Students from ENSL or elsewhere, if you would like to help solve this problem (at least the part where embedded-like C code is concerned) and at the same time solve your problem of picking a first- or second-year internship, e-mail addresses of Frama-C developers are either firstname dot lastname at inria dot fr for contributors from Inria, or firstname dot lastname at cea dot fr for contributors from CEA (including me).

Thursday, January 24 2013

Customers, customers, customers

The recent posts on extremely minor undefined behaviors in zlib neatly tie in with a discussion on John Regehr's blog about the future-proofitude of C and C++.


Another insightful post in this regard is this one by Derek Jones. Derek claims that the situation is different for proprietary compilers with paying customers. The argument rings true to me. The only proprietary compiler I know that competes with GCC or Clang in terms of aggressive optimization (at the cost of breakage of existing code) is the Intel C++ compiler. But that is not a counter-example: I did not pay for icc, nor do I know anyone who pays for it in order to use it in production.

* _Information shown_:
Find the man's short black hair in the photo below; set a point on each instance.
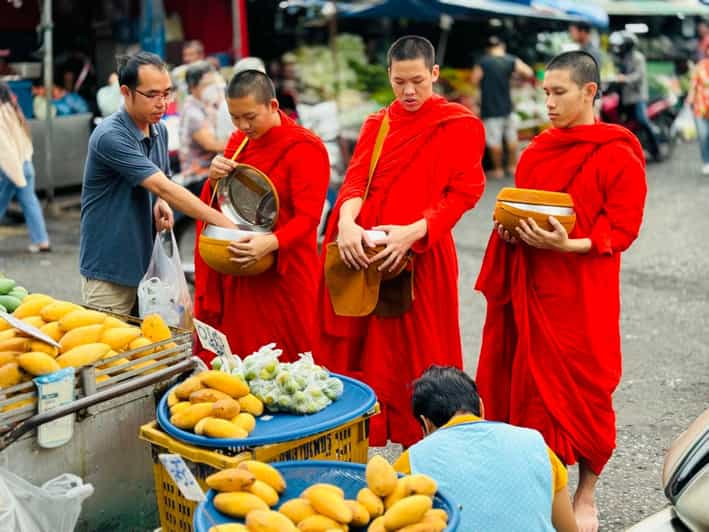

* _Problem statement_:
Answer these questions about the blog excerpt on C compilers:
(a) What email address format do Frama-C contributors from CEA use?
(b) What date is given for the post titled "Customers, customers, customers"?
(c) Which proprietary compiler does the writer say competes with GCC or Clang in aggressive optimization?

* _Full answer_:
(a) firstname dot lastname at cea dot fr
(b) Thursday, January 24 2013
(c) The Intel C++ compiler (icc)